# ENTRIES SHOWN start

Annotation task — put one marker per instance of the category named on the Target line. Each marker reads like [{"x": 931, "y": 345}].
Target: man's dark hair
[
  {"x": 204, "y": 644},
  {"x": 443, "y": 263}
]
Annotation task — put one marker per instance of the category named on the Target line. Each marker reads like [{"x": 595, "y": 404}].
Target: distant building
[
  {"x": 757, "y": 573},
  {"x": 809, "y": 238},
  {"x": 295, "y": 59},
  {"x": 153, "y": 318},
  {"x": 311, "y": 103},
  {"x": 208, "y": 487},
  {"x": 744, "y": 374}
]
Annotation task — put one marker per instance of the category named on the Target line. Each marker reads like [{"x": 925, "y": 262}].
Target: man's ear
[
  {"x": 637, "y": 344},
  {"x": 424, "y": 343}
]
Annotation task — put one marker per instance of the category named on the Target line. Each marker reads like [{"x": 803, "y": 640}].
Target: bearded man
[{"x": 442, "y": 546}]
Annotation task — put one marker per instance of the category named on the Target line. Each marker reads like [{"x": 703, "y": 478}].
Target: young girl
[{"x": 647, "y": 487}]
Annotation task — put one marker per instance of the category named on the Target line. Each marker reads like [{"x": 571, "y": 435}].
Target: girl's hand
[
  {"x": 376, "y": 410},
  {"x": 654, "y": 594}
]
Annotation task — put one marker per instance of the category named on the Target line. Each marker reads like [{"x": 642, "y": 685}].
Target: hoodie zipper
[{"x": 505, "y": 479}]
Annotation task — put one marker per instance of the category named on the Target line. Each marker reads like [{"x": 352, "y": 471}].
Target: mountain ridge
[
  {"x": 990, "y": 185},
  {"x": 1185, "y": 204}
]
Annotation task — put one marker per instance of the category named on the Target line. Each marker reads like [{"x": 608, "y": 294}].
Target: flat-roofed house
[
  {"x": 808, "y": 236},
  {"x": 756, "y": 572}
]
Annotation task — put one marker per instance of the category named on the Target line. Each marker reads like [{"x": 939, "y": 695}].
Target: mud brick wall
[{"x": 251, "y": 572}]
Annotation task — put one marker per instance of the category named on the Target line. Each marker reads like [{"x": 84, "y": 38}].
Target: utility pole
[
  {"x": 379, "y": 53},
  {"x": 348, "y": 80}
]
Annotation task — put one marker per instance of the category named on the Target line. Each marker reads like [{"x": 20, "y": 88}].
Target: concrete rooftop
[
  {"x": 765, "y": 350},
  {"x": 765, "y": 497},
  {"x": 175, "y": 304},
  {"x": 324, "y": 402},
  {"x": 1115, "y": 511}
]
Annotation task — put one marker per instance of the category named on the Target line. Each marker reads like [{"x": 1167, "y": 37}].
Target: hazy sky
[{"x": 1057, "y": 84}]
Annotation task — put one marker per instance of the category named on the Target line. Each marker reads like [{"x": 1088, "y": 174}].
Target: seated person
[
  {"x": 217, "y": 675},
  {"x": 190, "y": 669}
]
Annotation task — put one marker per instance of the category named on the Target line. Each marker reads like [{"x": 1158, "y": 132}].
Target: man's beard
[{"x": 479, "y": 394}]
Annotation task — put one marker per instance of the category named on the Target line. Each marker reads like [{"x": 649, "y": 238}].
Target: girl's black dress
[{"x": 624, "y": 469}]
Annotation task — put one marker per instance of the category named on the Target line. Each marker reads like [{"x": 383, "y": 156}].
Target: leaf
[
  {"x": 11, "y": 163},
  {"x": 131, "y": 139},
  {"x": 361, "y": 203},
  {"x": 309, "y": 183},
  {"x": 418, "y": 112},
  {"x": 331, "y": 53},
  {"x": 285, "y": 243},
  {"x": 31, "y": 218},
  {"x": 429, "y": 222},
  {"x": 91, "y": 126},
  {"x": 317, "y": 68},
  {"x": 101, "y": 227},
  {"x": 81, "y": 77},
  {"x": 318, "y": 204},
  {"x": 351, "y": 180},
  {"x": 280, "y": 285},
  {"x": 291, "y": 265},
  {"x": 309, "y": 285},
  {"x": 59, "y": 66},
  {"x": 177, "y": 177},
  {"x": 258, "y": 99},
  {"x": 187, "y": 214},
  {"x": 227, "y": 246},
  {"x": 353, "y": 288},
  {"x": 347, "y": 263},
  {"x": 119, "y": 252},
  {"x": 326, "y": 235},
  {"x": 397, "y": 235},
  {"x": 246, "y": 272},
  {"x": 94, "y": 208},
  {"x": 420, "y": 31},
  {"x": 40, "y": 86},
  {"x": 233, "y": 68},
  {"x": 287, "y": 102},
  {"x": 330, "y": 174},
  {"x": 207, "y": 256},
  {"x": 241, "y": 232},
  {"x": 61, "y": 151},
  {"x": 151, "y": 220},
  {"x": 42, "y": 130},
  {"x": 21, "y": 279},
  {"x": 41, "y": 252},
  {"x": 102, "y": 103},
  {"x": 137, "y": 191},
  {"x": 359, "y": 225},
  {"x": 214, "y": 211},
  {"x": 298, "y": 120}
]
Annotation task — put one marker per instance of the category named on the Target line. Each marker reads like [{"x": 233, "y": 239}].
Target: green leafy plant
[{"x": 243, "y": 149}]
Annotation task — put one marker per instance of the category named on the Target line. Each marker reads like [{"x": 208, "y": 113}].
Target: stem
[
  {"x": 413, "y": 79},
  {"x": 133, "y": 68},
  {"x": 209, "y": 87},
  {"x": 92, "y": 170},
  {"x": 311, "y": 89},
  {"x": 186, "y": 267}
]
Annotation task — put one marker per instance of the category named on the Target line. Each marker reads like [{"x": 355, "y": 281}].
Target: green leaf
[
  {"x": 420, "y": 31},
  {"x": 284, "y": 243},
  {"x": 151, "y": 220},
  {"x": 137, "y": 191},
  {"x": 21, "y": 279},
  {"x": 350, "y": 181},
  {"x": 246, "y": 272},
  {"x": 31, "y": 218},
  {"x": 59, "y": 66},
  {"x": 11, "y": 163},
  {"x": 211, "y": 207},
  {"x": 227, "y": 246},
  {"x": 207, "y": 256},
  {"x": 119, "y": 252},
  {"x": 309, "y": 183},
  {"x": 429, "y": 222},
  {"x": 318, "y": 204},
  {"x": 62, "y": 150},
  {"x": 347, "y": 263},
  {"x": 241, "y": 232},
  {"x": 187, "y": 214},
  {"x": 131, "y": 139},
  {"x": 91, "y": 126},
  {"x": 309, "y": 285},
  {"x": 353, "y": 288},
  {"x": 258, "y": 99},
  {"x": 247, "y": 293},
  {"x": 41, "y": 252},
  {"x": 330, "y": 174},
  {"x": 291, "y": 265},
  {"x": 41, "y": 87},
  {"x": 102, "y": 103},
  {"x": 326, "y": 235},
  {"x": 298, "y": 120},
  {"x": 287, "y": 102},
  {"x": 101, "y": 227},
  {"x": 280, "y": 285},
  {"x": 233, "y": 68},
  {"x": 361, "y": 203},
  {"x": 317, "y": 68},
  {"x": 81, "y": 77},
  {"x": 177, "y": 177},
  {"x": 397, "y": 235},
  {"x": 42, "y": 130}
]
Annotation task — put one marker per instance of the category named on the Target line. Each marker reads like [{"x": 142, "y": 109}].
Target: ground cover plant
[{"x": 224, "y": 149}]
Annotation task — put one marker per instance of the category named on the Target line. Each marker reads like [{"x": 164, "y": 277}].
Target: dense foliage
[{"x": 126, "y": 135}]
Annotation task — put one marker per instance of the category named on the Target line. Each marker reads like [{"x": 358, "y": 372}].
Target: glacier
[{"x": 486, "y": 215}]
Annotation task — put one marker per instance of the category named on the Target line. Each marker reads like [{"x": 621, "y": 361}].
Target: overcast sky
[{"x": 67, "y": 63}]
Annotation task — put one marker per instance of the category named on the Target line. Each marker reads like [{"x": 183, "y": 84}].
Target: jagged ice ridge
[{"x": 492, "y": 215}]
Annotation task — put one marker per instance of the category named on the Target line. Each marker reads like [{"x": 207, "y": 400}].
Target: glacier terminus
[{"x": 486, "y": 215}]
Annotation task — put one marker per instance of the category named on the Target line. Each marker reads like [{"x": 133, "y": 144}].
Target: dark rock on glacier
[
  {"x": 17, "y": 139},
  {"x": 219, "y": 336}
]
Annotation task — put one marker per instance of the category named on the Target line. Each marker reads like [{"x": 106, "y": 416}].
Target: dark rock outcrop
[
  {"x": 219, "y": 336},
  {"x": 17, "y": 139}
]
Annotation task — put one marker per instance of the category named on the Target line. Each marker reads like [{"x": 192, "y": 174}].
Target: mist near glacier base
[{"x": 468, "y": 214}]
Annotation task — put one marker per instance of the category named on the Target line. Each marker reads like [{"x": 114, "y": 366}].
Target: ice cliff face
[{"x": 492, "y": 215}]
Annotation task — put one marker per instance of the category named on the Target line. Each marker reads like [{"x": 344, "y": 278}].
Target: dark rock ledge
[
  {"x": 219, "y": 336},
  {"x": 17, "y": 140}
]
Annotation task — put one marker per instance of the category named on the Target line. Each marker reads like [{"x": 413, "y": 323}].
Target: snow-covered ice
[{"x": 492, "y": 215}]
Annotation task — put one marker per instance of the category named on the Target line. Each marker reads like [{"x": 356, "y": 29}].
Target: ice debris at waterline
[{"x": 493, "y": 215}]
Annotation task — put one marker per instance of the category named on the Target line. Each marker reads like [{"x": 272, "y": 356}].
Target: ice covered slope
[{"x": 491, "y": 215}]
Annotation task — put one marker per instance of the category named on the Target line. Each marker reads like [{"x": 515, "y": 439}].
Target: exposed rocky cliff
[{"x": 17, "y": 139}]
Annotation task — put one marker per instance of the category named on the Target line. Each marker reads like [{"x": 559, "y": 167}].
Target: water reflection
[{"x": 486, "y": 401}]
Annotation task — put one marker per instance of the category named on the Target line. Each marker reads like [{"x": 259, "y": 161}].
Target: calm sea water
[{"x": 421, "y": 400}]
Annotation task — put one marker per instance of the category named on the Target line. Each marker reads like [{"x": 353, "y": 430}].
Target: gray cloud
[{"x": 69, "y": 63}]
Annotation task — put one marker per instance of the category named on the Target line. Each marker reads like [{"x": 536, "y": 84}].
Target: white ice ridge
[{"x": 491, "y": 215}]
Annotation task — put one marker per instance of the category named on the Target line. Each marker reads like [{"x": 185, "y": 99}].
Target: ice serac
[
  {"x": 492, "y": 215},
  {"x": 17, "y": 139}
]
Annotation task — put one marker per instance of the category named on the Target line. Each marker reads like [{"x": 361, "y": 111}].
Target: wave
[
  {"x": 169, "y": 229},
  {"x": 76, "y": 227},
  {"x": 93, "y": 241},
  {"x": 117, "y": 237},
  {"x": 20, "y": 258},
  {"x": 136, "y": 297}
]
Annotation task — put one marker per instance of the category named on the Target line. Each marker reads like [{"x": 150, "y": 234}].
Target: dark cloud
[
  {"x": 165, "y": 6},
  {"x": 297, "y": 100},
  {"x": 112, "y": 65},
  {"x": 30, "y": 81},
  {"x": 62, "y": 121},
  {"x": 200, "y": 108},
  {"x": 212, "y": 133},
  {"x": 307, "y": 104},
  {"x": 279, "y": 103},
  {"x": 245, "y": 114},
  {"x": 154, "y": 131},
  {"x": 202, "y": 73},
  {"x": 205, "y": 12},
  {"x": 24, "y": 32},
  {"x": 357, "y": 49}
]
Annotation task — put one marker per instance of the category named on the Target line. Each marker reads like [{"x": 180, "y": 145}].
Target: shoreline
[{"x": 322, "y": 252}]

# ENTRIES SHOWN end

TASK TO COMPLETE ::
Gather every line of the records above that contains the string "plant", copying each one in full. Matching is case-sensitive.

EXPECTED ANSWER ::
Target: green leafy plant
Target: ground cover plant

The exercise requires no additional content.